**FRAGMENTO:**
☆ ☆ ☆ ☆ ☆ ☆ ☆
Comenzábamos a descubrir que la medicina no era solo ciencia, sino también una forma de mirar la vida. Esta reseña no pretende resumir su trayectoria, sino evocar la huella humana y docente que dejó en quienes tuvimos el privilegio de aprender de él.
Éramos estudiantes de séptimo semestre de medicina. El edificio olía a hospital, a café recalentado y a misterio. En los pasillos resonaban los pasos apurados de los residentes, el murmullo de las enfermeras y ese silencio denso que solo se interrumpe cuando alguien hace una pregunta que vale la pena.
(Lea: Falleció el reconocido neurocirujano Remberto Burgos De La Espriella)
Usualmente, el doctor Remberto Burgos ya estaba en el salón cuando nosotros llegábamos. Llevaba siempre una bata impecable, una mirada serena y esa mezcla de rigor y humanidad que solo tienen los profesores de verdad. No saludaba con formalidades.
Después de revisar el caso clínico, el motivo de consulta, la enfermedad actual y los hallazgos del examen físico, levantaba la voz con fuerza:
—¡CENDALES! —. (Se sabía mi nombre porque conocía a mi papá).
Y después, hacia la pregunta que descolocaba a todos:
—¿Dónde está la lesión… en el cuerpo o en el alma?
Al principio nos mirábamos entre nosotros, tratando de adivinar la respuesta “correcta”. Siempre decíamos “en el cuerpo” obviamente y él se reía, como quien abre una puerta hacia algo más profundo. Hoy pienso que, algunas veces, muchas lesiones están en el alma, pero decirlo en ese momento podía ser mortal.
—Bien, Cendales… en el cuerpo. Sigamos: ¿supratentorial o infratentorial? —y así continuaba, llevándonos por el mapa invisible del sistema nervioso.
Paso a paso, íbamos recorriendo hemisferios, surcos, tallo y núcleos. Pero, en realidad, sin darnos cuenta, estábamos explorando otra cosa: la frontera entre lo biológico y lo humano. Burgos nos enseñaba que un paciente no era un caso clínico, sino una historia interrumpida; que detrás de cada reflejo alterado había un miedo, una pérdida, una pregunta sobre la vida misma.
☆ ☆ ☆ ☆ ☆ ☆ ☆
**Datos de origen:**
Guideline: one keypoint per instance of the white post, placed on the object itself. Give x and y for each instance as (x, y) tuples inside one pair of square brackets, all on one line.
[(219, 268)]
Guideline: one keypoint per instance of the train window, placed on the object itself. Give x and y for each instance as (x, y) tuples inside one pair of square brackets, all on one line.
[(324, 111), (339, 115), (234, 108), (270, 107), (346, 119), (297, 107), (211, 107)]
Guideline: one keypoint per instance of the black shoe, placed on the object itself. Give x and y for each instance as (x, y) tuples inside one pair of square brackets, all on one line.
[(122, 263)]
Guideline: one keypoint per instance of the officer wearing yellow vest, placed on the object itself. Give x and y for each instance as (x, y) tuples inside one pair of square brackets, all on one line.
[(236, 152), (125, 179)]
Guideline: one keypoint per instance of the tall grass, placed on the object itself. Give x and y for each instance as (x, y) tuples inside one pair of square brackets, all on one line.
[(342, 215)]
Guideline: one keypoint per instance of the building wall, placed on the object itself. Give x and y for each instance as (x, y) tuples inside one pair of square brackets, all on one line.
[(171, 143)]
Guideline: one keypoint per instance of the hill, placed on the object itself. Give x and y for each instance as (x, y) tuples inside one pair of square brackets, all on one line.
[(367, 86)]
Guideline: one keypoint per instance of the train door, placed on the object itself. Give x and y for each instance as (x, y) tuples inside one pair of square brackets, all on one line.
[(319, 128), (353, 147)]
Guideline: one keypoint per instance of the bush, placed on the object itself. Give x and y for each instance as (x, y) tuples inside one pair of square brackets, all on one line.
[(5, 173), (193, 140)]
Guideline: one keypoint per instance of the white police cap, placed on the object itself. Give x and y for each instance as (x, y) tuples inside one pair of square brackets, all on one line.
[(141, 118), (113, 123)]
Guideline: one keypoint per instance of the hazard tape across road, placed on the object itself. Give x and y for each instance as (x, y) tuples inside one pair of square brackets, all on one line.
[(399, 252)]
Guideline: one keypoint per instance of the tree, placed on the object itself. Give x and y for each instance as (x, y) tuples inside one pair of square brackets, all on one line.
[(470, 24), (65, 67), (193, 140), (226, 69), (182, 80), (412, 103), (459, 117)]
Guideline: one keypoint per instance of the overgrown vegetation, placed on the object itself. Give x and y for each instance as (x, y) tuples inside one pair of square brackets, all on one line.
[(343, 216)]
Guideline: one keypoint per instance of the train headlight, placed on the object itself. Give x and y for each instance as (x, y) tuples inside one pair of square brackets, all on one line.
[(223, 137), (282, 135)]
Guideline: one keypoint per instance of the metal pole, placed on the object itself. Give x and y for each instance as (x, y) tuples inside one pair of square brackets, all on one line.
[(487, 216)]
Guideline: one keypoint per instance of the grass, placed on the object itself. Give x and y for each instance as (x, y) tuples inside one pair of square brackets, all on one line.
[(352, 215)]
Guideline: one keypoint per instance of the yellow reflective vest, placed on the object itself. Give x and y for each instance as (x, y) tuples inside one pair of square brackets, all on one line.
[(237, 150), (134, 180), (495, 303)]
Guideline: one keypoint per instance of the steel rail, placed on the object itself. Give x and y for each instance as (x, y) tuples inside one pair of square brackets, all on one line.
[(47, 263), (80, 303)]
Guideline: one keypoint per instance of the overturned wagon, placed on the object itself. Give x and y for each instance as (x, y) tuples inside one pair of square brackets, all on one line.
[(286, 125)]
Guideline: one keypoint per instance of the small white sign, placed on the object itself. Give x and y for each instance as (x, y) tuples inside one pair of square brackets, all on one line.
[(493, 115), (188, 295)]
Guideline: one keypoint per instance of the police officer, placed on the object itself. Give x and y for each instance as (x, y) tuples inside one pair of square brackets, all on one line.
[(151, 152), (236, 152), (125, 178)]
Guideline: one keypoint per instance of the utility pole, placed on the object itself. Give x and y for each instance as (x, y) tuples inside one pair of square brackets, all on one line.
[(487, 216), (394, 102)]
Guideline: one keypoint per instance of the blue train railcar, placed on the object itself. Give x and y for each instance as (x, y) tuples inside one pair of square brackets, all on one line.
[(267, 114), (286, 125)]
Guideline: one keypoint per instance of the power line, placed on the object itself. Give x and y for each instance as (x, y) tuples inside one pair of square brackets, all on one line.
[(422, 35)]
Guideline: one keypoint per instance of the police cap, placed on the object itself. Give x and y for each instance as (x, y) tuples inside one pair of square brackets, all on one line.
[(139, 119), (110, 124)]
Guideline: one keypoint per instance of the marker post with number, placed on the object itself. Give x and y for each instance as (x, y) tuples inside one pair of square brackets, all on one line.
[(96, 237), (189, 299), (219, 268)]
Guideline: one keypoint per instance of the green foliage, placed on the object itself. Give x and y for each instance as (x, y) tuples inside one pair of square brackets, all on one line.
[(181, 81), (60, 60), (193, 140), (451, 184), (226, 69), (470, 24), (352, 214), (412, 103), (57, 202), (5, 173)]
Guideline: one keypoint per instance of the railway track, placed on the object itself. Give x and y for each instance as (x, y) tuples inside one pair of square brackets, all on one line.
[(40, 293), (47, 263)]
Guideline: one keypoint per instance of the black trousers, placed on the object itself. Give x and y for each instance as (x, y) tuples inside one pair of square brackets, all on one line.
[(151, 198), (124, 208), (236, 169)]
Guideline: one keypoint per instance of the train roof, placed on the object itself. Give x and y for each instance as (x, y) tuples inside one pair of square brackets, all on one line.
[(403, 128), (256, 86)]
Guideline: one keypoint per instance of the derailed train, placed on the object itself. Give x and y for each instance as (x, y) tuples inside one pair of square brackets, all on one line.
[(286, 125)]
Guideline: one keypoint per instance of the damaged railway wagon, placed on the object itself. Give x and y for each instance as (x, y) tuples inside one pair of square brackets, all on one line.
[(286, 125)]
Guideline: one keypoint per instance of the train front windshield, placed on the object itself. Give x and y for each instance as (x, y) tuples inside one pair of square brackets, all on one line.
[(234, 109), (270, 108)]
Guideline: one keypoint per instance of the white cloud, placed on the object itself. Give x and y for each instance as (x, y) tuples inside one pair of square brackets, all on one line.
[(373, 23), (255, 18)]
☆ ☆ ☆ ☆ ☆ ☆ ☆
**OBJETIVO DE LA TAREA:** Retoma el texto sobre las clases del doctor Remberto Burgos y continúalo a partir de su última oración. Las filas son un material independiente.

**RESPUESTA A LA TAREA:**
A veces, en medio de sus clases, nos hablaba de la dignidad del dolor. Decía que el buen médico no era el que localizaba rápido la lesión, sino el que sabía acompañar lo que esa lesión significaba. Nos enseñó a mirar al paciente, no a la resonancia o al TAC; a escuchar el temblor de una voz antes que el resultado de un examen, incluso a ver el desgaste de la zuela de los zapatos cuando el paciente tenía la marcha alterada.
Todavía sigo oyendo su pregunta cada vez que me cuentan un diagnóstico difícil:
—¿Dónde está la lesión… en el cuerpo o en el alma?
El doctor Remberto (como todos lo conocían) nos mostró que el cerebro puede estudiarse con bisturí, pero solo se comprende con empatía. Y que, en la medicina como en la vida, el alma también puede enfermar (y también puede sanar) si alguien se toma el tiempo de oírla.
La pedagogía del doctor Burgos no se medía en diapositivas (en esa época era lo único que había) ni en créditos académicos, sino en la huella que dejaba en la conciencia de sus alumnos.
Un mensaje a los estudiantes de medicina, o más bien, una invitación: cada paciente, cada historia, cada silencio puede contener una lección si se mira con profundidad.
Pregúntense, como lo hacía él:
—¿Dónde está la lesión… en el cuerpo o en el alma?
Tal vez ahí empieza, de verdad, el arte de curar.